→ **REQUIREMENT**:
A single number is the answer: the count of lines below that contain "shutter".

→ **Saved entries**:
===============
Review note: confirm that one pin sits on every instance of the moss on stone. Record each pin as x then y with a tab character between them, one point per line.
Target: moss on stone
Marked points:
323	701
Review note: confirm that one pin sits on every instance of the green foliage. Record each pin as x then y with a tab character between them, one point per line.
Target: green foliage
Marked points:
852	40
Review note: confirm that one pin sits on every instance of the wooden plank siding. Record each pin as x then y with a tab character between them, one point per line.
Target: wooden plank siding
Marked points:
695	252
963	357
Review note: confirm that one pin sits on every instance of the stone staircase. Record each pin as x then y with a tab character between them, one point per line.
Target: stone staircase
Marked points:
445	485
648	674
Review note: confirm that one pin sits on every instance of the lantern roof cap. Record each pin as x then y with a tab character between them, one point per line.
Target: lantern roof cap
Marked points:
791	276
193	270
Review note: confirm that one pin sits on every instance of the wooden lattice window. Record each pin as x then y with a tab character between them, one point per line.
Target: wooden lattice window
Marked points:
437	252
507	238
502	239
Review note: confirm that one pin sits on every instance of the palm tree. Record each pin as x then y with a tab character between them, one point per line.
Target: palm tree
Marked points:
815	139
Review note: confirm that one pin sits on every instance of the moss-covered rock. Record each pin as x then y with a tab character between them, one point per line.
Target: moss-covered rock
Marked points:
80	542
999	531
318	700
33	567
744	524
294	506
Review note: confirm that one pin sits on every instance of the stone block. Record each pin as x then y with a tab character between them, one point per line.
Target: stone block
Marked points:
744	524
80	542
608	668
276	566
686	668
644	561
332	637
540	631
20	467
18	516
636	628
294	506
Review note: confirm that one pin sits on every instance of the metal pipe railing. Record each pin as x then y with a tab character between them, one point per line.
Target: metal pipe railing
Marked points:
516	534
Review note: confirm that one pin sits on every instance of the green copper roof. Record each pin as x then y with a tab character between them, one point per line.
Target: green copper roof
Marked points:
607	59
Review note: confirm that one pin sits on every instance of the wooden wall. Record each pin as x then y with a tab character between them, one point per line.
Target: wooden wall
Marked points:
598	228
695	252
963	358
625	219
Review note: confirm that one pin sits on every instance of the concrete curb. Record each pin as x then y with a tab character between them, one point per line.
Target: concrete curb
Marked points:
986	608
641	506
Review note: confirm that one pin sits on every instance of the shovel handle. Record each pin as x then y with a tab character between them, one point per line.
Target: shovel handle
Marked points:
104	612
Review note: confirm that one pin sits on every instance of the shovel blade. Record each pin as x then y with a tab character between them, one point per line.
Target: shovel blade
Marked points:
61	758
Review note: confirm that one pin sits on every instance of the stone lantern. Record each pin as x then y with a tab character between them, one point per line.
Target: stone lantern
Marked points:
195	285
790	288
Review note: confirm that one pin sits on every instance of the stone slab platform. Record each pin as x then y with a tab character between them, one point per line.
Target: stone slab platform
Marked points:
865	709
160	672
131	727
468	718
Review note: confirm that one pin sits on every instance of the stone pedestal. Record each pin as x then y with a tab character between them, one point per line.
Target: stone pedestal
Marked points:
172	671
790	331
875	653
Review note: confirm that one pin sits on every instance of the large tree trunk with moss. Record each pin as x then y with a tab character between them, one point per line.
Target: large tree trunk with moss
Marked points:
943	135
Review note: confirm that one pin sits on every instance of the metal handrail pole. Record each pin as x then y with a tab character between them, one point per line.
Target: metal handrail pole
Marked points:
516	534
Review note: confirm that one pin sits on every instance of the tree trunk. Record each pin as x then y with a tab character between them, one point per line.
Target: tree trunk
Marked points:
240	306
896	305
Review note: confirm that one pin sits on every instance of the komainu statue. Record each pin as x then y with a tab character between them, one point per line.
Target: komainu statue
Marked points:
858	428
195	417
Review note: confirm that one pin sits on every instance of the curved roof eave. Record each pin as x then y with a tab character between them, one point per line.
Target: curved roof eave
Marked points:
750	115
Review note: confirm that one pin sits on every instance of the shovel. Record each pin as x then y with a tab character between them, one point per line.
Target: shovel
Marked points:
===============
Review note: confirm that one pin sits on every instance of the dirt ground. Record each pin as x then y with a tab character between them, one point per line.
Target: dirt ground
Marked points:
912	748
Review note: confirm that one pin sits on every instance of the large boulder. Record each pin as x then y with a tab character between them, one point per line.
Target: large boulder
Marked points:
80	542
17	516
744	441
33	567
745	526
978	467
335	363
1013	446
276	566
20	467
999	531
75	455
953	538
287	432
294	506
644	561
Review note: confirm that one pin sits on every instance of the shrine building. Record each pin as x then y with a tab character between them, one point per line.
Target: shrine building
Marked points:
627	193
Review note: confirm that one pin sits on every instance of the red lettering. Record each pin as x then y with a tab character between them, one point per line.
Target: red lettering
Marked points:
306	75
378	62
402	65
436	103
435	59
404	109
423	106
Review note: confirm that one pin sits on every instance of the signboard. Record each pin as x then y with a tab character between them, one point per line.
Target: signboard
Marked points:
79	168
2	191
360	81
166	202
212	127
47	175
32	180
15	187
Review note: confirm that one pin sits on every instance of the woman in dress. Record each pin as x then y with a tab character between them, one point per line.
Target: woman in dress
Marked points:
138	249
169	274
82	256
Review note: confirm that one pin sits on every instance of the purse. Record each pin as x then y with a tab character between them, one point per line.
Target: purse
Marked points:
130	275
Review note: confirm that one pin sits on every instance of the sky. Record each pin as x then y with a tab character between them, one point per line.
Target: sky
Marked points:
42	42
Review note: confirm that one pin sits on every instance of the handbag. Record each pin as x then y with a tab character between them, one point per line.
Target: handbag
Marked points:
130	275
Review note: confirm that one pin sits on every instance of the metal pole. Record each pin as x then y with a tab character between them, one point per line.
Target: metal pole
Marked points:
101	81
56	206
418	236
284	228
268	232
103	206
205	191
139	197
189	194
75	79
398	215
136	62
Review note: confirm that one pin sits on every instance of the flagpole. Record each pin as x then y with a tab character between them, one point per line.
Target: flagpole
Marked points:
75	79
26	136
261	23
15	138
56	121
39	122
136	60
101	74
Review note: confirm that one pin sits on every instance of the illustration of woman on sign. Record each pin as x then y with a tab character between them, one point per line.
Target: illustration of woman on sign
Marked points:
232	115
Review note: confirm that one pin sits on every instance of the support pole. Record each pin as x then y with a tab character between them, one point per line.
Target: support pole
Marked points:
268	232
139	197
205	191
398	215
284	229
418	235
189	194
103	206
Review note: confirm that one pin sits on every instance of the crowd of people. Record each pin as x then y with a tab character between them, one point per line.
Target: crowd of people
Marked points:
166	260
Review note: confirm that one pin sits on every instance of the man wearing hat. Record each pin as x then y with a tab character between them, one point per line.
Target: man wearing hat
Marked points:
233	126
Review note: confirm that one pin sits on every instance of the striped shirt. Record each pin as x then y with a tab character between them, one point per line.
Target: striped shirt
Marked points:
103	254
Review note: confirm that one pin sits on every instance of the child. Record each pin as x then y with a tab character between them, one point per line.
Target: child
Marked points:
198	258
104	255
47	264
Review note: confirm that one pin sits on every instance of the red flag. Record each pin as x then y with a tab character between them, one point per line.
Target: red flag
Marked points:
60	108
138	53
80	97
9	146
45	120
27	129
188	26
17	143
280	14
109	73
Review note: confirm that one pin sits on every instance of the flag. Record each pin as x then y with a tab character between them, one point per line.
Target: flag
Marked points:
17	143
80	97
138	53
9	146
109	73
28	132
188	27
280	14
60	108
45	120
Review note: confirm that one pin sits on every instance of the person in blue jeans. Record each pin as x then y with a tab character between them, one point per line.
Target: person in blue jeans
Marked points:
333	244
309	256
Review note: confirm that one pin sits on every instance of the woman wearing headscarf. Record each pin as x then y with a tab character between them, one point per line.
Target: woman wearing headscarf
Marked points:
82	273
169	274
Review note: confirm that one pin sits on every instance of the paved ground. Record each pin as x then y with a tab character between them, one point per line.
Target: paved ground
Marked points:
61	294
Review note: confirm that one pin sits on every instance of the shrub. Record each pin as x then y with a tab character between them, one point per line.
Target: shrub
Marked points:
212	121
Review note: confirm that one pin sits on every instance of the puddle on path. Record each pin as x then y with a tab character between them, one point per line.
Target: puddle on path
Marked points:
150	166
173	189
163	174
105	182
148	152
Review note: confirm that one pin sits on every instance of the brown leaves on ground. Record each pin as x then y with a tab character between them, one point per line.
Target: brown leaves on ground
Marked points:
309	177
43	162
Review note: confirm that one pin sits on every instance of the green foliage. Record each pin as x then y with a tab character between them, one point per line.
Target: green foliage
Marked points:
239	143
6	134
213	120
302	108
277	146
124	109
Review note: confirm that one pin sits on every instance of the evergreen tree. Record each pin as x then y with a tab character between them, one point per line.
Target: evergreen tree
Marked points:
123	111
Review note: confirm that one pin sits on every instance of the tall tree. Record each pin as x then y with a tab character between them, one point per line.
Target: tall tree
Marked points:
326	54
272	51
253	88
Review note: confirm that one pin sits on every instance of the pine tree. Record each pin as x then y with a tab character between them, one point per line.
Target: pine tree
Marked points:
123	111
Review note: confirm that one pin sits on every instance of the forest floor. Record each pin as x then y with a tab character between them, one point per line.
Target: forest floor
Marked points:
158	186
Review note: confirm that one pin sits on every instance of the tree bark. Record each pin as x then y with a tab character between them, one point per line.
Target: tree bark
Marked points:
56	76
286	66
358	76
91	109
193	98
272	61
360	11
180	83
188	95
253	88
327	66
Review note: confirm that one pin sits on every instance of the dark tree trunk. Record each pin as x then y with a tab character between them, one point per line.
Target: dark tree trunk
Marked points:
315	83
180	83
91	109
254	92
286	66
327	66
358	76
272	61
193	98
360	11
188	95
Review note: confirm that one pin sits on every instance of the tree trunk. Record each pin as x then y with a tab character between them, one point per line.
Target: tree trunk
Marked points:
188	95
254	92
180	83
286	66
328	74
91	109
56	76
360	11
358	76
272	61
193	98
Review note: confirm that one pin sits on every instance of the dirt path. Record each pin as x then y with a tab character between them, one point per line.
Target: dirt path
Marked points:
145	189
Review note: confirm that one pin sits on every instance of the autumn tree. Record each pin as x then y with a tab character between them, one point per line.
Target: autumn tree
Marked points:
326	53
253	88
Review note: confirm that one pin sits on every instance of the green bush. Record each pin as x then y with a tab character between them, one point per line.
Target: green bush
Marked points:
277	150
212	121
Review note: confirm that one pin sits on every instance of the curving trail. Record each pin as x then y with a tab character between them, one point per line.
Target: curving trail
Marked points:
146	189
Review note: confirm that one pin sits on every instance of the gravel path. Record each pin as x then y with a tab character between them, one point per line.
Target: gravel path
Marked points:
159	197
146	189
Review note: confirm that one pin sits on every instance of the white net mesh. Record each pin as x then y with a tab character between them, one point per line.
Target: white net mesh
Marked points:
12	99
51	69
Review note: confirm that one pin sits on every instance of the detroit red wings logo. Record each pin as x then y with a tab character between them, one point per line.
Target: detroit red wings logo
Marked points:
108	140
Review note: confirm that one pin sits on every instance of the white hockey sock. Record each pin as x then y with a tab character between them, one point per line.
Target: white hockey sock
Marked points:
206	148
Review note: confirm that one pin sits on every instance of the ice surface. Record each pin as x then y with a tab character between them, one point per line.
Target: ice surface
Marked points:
===============
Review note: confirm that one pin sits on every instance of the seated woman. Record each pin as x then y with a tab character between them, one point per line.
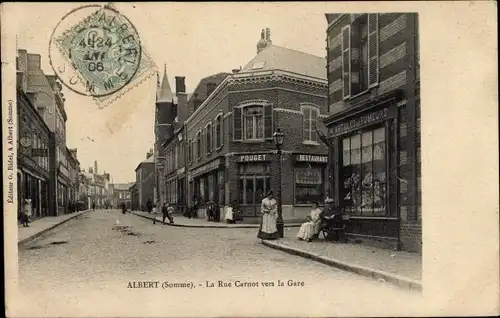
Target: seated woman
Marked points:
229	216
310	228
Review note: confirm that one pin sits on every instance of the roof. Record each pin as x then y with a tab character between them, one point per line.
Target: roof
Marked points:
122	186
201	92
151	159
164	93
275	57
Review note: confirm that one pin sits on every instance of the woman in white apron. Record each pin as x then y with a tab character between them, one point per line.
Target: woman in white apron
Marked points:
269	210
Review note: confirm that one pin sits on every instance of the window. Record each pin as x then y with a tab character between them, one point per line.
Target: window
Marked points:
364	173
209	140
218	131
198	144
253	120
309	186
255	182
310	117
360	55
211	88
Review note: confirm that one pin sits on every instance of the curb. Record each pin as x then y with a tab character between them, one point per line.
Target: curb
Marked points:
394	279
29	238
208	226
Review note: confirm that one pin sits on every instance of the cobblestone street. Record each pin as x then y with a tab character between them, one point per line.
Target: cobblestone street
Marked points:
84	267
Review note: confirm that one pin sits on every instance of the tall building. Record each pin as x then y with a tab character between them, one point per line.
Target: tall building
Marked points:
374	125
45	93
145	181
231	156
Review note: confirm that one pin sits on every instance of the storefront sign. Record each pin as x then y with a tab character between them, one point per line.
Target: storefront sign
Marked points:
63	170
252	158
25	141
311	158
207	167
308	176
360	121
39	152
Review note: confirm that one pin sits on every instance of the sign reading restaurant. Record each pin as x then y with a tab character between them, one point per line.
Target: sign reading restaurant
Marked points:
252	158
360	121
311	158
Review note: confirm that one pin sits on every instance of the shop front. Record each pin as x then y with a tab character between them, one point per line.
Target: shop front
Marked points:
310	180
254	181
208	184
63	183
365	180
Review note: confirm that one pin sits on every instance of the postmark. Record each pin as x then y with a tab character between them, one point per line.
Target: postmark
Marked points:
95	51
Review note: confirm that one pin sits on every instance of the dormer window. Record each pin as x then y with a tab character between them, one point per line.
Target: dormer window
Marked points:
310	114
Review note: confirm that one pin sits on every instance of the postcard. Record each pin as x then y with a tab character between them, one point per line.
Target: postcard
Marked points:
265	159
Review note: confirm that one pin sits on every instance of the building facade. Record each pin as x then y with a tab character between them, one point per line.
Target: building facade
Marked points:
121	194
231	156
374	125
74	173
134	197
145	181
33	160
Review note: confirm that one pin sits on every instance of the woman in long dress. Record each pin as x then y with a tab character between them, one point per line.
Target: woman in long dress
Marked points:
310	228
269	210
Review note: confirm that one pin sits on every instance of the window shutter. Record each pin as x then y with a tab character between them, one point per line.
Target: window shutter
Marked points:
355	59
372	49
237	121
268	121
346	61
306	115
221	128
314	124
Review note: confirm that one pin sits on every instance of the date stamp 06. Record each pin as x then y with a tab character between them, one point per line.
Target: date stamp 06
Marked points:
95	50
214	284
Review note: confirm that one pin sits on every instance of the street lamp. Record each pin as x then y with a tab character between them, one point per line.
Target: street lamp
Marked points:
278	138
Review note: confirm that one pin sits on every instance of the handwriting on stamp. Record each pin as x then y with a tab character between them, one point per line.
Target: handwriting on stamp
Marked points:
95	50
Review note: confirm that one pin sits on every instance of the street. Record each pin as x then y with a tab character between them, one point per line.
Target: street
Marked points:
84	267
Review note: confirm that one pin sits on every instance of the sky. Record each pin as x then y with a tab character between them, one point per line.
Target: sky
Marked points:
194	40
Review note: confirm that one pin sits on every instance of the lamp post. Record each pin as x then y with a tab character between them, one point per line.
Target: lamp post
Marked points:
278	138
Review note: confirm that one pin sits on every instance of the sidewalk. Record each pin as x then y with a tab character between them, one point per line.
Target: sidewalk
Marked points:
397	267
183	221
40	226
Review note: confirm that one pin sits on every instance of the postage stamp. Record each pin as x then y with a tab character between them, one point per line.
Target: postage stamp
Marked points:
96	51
===============
→ **FINISHED EXERCISE**:
2